DATA SUPPLIED:
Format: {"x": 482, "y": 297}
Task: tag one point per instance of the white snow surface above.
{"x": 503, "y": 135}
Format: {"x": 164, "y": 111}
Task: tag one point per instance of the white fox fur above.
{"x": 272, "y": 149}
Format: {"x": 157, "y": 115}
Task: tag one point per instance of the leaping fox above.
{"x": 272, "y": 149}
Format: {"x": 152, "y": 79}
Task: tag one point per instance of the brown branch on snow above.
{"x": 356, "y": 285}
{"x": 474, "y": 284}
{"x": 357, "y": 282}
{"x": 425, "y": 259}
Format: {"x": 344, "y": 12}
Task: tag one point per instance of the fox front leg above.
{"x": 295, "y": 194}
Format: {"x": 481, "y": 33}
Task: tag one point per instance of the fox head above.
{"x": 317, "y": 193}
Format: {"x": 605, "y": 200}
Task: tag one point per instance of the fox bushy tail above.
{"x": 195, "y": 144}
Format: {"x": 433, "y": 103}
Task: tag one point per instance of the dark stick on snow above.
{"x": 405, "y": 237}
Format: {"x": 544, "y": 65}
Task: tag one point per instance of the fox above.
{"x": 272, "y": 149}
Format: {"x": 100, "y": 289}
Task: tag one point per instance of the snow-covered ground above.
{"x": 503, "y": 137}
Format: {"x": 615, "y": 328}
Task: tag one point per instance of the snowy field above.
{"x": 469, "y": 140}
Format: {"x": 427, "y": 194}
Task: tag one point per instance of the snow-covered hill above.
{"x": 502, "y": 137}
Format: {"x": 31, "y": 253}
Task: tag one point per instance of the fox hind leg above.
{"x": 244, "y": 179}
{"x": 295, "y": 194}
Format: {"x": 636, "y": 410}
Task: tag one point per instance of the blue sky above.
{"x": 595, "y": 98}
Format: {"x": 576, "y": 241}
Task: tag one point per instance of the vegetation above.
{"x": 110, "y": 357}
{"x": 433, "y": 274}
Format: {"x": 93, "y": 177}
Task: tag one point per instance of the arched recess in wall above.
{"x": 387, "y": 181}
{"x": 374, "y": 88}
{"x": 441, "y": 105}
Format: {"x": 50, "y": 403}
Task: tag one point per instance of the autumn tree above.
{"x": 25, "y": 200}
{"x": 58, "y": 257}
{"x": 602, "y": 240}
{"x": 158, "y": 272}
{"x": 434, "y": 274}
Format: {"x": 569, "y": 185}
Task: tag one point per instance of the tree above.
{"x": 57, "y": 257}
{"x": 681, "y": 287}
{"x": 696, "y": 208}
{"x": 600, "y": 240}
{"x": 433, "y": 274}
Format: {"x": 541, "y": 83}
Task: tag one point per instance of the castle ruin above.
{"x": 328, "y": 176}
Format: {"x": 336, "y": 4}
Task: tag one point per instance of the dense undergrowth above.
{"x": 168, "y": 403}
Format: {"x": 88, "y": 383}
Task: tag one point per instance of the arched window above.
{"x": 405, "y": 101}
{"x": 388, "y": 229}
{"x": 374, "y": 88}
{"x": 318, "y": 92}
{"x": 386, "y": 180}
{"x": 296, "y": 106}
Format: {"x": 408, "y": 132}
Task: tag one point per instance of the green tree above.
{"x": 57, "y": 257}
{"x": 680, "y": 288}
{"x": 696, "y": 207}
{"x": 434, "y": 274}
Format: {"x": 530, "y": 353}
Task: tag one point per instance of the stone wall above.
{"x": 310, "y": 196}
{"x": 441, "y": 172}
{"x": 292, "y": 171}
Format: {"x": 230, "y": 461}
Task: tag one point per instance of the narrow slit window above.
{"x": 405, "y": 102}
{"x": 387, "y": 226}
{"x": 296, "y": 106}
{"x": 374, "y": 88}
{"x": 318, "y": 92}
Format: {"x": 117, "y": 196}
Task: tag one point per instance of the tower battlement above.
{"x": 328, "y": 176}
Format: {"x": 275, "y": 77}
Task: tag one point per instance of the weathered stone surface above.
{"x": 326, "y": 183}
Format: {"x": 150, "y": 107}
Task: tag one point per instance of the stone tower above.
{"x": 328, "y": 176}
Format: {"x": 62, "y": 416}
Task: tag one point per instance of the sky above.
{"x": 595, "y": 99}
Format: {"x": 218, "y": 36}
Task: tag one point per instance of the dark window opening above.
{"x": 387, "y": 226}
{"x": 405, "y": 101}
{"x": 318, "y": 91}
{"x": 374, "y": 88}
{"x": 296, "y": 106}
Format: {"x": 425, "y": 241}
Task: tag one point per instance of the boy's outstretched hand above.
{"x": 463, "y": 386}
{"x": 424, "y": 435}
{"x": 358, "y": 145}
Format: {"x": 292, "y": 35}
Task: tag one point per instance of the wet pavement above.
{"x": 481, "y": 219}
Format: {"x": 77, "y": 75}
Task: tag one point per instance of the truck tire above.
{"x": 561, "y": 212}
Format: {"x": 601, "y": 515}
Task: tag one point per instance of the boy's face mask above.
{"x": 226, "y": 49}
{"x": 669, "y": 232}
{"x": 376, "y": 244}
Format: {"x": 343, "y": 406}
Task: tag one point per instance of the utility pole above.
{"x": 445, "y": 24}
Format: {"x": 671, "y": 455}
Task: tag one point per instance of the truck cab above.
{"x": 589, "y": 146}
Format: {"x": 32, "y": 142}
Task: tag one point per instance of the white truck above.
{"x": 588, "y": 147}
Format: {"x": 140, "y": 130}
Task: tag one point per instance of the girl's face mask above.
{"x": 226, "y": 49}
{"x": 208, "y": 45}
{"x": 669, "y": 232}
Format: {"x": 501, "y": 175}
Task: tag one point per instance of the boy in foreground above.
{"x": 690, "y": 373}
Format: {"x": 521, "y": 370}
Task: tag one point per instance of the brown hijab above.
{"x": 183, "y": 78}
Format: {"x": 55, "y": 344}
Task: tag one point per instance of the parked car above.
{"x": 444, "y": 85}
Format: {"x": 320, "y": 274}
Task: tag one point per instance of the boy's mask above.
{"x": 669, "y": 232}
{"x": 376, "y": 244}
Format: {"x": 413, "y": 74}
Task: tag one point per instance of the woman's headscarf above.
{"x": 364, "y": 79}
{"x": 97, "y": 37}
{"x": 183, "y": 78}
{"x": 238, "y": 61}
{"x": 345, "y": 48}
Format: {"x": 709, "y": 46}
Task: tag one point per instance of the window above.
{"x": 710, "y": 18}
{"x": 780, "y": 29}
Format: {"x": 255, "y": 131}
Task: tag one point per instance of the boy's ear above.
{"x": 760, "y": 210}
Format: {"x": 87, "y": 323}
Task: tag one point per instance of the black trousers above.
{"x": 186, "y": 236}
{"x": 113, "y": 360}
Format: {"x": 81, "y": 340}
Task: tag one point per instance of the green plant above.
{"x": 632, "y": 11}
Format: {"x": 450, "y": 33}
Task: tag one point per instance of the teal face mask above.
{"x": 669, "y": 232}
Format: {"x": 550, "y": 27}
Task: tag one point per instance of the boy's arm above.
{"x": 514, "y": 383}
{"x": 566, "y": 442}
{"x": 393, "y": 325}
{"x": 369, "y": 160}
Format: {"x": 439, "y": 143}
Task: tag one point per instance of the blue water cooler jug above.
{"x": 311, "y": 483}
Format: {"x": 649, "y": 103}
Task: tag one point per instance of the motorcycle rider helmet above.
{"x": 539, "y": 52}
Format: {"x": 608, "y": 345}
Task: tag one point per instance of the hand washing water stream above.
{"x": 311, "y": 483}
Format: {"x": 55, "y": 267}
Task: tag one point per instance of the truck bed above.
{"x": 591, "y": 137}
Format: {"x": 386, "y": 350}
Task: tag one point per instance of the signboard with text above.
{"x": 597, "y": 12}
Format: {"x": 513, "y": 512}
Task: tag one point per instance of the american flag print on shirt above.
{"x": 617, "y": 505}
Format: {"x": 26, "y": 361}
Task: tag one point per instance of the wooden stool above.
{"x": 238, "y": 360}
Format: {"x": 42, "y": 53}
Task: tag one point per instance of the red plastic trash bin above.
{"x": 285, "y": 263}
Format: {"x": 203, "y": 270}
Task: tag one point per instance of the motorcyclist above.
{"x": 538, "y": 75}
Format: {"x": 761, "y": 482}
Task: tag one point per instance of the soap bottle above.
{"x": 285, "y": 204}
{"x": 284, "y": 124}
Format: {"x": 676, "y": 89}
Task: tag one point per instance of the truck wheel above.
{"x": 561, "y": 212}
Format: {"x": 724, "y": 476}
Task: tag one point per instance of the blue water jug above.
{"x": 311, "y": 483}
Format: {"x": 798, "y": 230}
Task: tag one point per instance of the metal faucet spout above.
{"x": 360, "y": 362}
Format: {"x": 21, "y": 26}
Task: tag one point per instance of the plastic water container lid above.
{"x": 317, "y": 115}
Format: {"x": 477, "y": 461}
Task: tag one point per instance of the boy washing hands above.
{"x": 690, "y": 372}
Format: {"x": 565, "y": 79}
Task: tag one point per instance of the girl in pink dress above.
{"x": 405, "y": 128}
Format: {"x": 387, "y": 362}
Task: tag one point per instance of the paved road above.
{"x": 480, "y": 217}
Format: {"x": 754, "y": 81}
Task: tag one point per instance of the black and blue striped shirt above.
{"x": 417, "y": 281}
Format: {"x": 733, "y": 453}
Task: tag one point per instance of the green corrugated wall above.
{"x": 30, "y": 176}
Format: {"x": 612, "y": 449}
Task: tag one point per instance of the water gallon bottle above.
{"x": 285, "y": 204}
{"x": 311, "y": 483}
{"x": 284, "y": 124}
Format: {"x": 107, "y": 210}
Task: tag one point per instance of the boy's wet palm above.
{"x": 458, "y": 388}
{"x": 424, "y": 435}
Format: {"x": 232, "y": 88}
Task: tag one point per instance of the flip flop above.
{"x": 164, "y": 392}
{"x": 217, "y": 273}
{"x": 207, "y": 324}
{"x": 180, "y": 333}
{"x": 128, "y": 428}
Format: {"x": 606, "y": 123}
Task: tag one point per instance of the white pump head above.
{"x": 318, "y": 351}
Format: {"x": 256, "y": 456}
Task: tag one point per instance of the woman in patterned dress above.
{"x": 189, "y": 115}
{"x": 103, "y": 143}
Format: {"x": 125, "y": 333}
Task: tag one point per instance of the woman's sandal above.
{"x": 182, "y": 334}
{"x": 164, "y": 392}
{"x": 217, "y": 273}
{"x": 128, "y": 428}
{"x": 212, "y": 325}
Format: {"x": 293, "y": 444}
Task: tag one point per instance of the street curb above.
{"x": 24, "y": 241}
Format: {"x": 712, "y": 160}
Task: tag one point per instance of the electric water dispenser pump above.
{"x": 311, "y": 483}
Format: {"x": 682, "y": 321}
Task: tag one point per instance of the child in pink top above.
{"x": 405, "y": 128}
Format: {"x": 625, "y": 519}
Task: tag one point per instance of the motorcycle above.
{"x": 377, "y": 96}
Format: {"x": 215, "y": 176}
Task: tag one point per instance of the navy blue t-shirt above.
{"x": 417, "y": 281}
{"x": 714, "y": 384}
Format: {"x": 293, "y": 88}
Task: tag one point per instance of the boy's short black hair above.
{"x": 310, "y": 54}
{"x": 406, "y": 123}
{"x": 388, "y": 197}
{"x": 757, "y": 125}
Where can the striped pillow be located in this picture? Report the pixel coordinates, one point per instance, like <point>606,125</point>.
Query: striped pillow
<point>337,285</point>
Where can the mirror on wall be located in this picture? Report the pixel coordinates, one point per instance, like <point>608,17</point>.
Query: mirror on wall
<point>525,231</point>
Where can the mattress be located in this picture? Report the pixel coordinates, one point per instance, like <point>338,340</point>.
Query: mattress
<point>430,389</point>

WRITTEN EXERCISE:
Everything from the line containing "Where can the striped" to the last line of the entries above should be quoted exactly, and only that.

COMPLETED EXERCISE:
Where can the striped pillow be located in this picture? Report the pixel coordinates, one point per instance, like <point>606,125</point>.
Query: striped pillow
<point>337,285</point>
Where can the mirror on wall be located in this picture? Report the pixel coordinates, one point per instance, like <point>608,17</point>.
Query: mirror on wall
<point>525,231</point>
Where can the mattress be located in this picture? Report the pixel coordinates, one point per instance, like <point>338,340</point>.
Query: mattress
<point>430,389</point>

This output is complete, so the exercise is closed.